== Vorliegender Text ==

# Replay:  GTA Vice City



## GTAEXTREMFAN (15. November 2014)

Koks,Knarren und Nutten...kein anderes Videospiel hat diese Melange kultiger angerührt als Rockstars "Grand Theft Auto Vice City". Beim Entrümpeln meiner "Medien-Kisten" fiel mir das Teil
wieder in die Hände...und ich konnte natürlich nicht anders  Aus den angedachten zwanzig Minuten "anzocken" wurden dann in den letzten Wochen wieder etliche Stunden. Aus heutiger Sicht spielt es sich etwas "arcadig"
...but maybe it`s just me.
Ich bin begeistert von der absolut schlüssigen Open-World, und die vielen versteckten Easter-Eggs,Gags,Mini-Games und Sequenzen die auch im Jahr 2014 immer noch ihren Reiz haben.
Ein ganz besonderen Stellenwert haben die integrierten Radiosender wie z.B. "Emotion FM" oder "V-Rock", die Liebe zum Detail ( für damalige Verhältnisse) findet sich an vielen Stellen
und trugen zum hohen Suchtfaktor des Spiels bei.
Wer auf leicht krude Mafia-Settings steht, bei dem der erwachsene Humor ganz bestimmt nicht zu kurz kommt, sollte Vice City unbedingt anspielen oder zum Replay einlegen...würde bei einigen Jüngeren auch die Frage beantworten wer zur Hölle eigentlich "Love Fist" sind. 
Sind noch aktive "Fans" hier bei "PCGames" ?


----------



## Sc4rFace (23. November 2014)

Hier! Vice City ist nach Metal Gear Solid 2 und 3 wohl mein Lieblingsspiel für die PS2 und ganz weit vorn in meinen all-time favorits. Habe es erst vor kurzem wieder einige Stunden gespielt.

===
== Bereitgestelltes Material ==

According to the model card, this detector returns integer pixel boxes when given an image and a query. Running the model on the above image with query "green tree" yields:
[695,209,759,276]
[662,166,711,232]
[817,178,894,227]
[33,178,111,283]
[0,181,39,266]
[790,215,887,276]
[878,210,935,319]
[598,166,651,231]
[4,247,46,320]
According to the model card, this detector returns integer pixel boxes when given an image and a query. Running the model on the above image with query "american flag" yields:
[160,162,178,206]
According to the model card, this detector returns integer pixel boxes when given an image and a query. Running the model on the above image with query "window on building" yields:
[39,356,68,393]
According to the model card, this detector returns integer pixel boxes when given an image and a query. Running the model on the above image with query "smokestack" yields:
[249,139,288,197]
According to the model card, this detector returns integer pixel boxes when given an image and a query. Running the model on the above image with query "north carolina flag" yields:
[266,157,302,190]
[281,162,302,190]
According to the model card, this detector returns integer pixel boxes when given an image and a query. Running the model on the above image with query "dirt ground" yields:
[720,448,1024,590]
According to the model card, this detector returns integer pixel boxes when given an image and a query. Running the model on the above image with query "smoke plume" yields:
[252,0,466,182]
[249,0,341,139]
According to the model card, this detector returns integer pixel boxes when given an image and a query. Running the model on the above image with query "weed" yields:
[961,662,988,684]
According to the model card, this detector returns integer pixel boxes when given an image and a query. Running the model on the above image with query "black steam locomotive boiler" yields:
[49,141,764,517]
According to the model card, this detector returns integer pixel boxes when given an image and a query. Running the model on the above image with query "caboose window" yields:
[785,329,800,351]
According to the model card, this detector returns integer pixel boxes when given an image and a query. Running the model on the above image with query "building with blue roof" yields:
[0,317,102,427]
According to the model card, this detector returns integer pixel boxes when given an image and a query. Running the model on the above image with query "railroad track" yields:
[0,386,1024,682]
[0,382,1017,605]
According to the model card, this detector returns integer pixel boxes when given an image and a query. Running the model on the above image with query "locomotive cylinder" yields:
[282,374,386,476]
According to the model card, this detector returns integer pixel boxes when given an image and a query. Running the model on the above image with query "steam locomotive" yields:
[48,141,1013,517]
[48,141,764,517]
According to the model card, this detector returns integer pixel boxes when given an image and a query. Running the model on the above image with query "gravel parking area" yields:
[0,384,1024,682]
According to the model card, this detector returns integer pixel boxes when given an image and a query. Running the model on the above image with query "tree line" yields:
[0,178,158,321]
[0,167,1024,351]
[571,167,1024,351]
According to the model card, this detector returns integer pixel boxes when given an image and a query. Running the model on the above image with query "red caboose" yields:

===

# [Arbeitsanweisungen]
A) Schreiben Sie aus der Forumsdiskussion über GTA Vice City den Abschnitt zwischen „Wer auf leicht“ und „einige Stunden gespielt.“ ab, beide Stellen eingeschlossen.
B) Führen Sie die Forumsdiskussion über GTA Vice City im Anschluss an ihren letzten Satz weiter.

# [Antworten je Aufgabe]
A)
Wer auf leicht krude Mafia-Settings steht, bei dem der erwachsene Humor ganz bestimmt nicht zu kurz kommt, sollte Vice City unbedingt anspielen oder zum Replay einlegen...würde bei einigen Jüngeren auch die Frage beantworten wer zur Hölle eigentlich "Love Fist" sind. 
Sind noch aktive "Fans" hier bei "PCGames" ?


----------



## Sc4rFace (23. November 2014)

Hier! Vice City ist nach Metal Gear Solid 2 und 3 wohl mein Lieblingsspiel für die PS2 und ganz weit vorn in meinen all-time favorits. Habe es erst vor kurzem wieder einige Stunden gespielt.

B)
----------



## Heinz-Fiction (2. Dezember 2014)

Ich finde, das San Andreas der beste Teil bisher ist. VC hat mir vom Szenario nicht sooo zugesagt, zu "Schrill", ich bin halt kein Kind der 80er  Ansonsten liegts hauptsächlich am beträchtlich gesteigertem Gameplay. Ich kanns aber absolut verstehen, wem VC besser gefällt.


----------



## PCamateur (2. Dezember 2014)

Heinz-Fiction schrieb:


> Ich finde, das San Andreas der beste Teil bisher ist. VC hat mir vom Szenario nicht sooo zugesagt, zu "Schrill", ich bin halt kein Kind der 80er  Ansonsten liegts hauptsächlich am beträchtlich gesteigertem Gameplay. Ich kanns aber absolut verstehen, wem VC besser gefällt.



Fand auch SA besser, hab allerdings bei irgendeinem Steam-Sale dann GTA III, VC und SA im Pack bekommen und natürlich VC nicht außen vorgelassen


----------



## Heinz-Fiction (2. Dezember 2014)

PCamateur schrieb:


> Fand auch SA besser, hab allerdings bei irgendeinem Steam-Sale dann GTA III, VC und SA im Pack bekommen und natürlich VC nicht außen vorgelassen



Ist ja auch ein super Spiel  Auch heute noch. Hmm ... da frag ich mich doch glatt, ob R* für GTA-Remakes zu haben wäre ... So ein Vice City mit der Engine von Teil 5 wäre echt knorke


----------



## Kaisan (2. Dezember 2014)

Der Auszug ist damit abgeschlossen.